» TASK STATEMENT: Pull out each line of the entries below that contains the string "tire". Case counts.
· · · · · · ·
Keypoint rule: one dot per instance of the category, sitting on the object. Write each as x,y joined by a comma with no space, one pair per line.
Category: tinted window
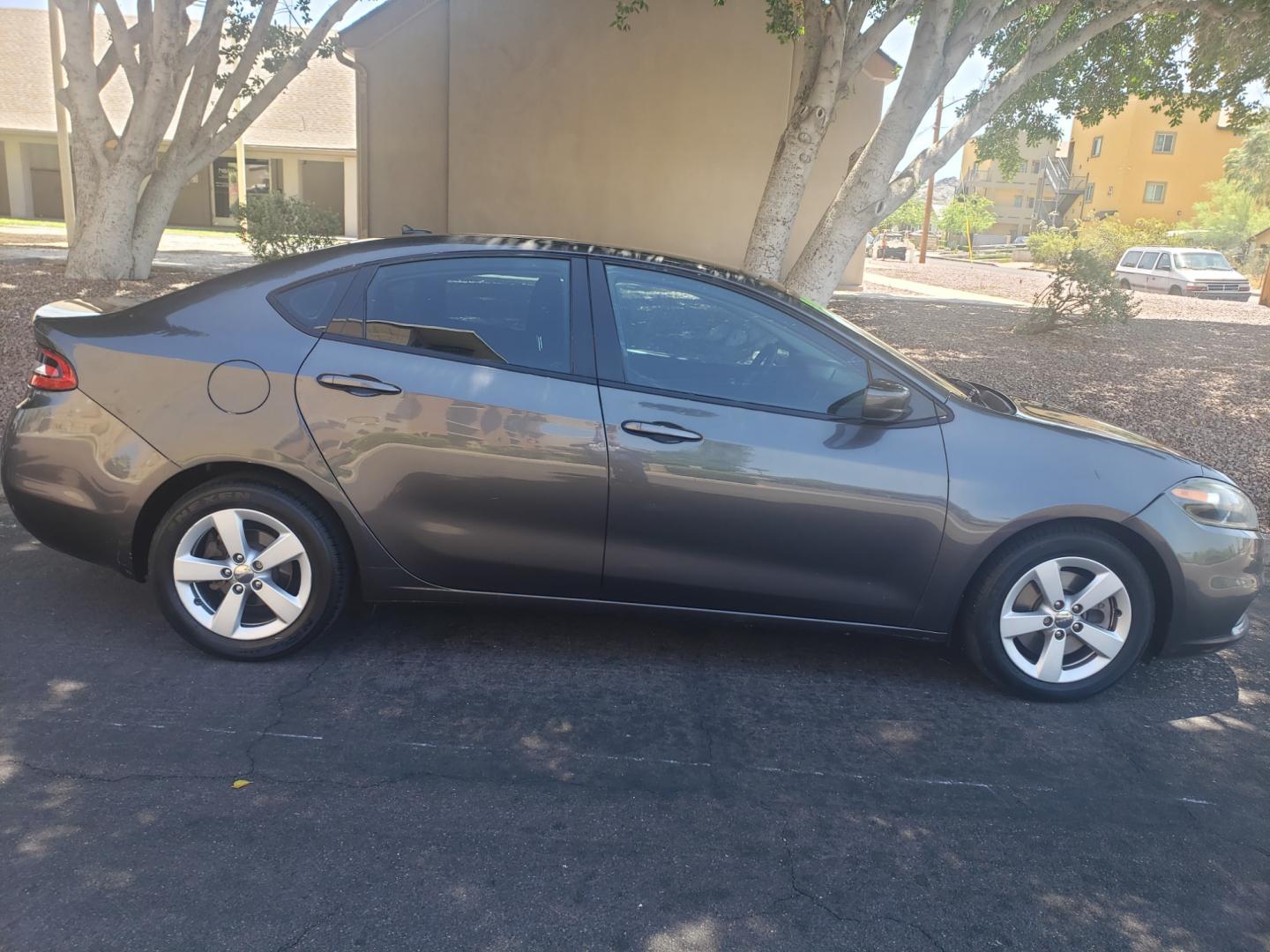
508,310
698,338
310,303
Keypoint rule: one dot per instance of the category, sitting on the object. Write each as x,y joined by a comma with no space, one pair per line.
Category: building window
263,175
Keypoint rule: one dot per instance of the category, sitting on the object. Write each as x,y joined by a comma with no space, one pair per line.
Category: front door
460,417
742,475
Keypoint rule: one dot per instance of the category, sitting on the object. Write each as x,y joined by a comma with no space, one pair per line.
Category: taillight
54,372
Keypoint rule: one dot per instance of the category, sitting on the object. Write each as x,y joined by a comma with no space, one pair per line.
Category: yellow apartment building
1027,198
1136,165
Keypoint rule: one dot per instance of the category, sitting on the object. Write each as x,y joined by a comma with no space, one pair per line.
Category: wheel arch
1136,542
179,484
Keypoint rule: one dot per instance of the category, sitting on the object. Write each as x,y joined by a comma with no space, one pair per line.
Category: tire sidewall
984,617
306,524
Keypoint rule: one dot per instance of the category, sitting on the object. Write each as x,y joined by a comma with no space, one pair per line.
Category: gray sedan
461,419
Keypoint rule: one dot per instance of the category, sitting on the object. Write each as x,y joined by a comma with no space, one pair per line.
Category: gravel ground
25,287
1194,375
1198,385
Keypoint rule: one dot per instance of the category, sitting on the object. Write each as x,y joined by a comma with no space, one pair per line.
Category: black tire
329,566
981,628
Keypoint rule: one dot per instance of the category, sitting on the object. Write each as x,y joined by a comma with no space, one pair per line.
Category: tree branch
122,43
222,138
242,72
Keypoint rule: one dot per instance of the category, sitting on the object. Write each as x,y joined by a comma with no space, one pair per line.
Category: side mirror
885,401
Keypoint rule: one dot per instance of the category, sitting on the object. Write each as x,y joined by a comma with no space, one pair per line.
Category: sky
969,77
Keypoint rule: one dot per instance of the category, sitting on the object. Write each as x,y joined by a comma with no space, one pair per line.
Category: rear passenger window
310,303
505,310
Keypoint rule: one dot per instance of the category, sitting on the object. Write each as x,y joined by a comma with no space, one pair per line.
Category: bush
274,227
1108,239
1050,245
1084,291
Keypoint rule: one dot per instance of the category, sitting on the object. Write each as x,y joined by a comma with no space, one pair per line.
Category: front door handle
661,432
355,383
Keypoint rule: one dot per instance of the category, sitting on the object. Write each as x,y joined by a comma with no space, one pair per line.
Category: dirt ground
1198,385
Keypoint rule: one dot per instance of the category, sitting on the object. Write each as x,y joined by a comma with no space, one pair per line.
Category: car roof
371,250
1169,248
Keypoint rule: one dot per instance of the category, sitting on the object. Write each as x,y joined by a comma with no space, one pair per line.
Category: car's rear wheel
1061,614
248,571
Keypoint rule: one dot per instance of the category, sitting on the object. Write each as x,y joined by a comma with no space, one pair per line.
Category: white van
1197,271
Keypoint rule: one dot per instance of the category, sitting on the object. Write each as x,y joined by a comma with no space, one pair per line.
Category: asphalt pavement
507,779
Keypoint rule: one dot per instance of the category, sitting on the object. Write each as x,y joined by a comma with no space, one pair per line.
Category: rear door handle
661,432
354,383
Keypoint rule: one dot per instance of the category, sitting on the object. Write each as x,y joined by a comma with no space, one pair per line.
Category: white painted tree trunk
107,215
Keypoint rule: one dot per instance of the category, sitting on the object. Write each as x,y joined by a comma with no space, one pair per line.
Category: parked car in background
522,420
1197,271
893,245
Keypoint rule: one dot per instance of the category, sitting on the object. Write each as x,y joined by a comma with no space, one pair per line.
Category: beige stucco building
303,144
537,117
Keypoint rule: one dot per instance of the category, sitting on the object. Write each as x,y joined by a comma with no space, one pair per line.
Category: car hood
1068,420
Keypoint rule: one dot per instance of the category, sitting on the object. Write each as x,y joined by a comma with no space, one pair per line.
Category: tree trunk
799,145
103,244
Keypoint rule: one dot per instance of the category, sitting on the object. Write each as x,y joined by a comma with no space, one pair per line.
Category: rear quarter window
310,303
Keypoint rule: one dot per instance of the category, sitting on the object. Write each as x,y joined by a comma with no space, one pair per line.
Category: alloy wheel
242,574
1065,620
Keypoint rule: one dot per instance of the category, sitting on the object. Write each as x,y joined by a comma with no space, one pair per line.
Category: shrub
1084,291
1108,239
1050,245
274,227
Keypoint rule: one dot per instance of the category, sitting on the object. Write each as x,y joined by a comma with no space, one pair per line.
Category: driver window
696,338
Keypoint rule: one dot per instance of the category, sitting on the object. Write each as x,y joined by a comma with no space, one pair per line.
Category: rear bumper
1214,576
77,478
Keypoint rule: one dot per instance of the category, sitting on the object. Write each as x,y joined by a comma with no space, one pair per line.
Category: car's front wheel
1061,614
247,570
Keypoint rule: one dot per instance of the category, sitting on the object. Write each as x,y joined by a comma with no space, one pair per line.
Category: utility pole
930,185
64,144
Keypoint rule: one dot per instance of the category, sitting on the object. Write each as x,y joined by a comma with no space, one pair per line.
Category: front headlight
1215,502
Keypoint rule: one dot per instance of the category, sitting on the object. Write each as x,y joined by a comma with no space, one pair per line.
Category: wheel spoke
280,603
1050,576
1104,587
228,616
1015,623
228,527
195,569
1104,641
280,551
1050,666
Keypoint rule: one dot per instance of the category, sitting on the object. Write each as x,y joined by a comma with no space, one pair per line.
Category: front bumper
77,478
1214,576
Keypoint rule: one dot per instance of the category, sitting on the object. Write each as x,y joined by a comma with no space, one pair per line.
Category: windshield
930,377
1203,262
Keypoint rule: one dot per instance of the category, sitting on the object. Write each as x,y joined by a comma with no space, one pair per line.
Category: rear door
453,398
742,475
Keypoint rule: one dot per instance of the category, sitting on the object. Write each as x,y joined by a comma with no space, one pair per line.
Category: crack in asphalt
282,711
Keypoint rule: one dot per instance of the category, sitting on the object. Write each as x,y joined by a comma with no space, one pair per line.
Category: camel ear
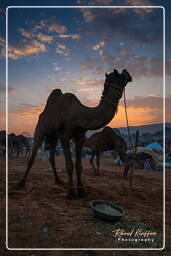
126,76
115,71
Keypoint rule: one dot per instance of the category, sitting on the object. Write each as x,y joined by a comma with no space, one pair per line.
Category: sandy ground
40,216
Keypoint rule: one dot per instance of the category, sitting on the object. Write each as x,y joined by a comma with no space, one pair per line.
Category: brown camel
64,118
107,139
3,143
26,143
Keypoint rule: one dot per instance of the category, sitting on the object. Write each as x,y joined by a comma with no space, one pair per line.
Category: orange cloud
72,36
45,38
136,116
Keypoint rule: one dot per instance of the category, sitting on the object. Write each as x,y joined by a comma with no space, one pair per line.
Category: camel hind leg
52,161
38,139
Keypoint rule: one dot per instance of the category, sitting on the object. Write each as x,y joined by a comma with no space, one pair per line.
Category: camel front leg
78,165
98,163
69,166
92,163
52,162
38,139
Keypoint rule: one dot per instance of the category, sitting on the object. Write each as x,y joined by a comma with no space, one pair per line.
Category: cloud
126,24
99,45
58,68
34,47
57,28
87,14
88,81
142,110
72,36
45,38
89,63
63,50
138,66
28,34
10,89
140,11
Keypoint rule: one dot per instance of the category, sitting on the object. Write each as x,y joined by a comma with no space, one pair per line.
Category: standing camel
107,139
3,143
26,143
64,118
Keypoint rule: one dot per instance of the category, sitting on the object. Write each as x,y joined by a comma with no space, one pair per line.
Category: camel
3,143
107,139
26,143
64,118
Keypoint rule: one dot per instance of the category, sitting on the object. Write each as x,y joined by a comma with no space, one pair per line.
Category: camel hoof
20,185
71,194
96,174
59,182
81,192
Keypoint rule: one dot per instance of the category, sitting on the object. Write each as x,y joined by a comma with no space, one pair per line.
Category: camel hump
53,97
107,130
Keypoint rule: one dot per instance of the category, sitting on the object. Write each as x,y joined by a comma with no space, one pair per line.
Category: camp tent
155,145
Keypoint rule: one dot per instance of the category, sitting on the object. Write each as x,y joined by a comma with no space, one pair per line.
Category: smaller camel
107,139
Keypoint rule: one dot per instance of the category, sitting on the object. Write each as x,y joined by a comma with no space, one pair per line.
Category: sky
73,48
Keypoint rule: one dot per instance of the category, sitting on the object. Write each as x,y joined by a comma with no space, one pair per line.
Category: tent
156,157
155,145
· · · · · · ·
» EXPECTED ANSWER:
Category: tire sidewall
Category: black tire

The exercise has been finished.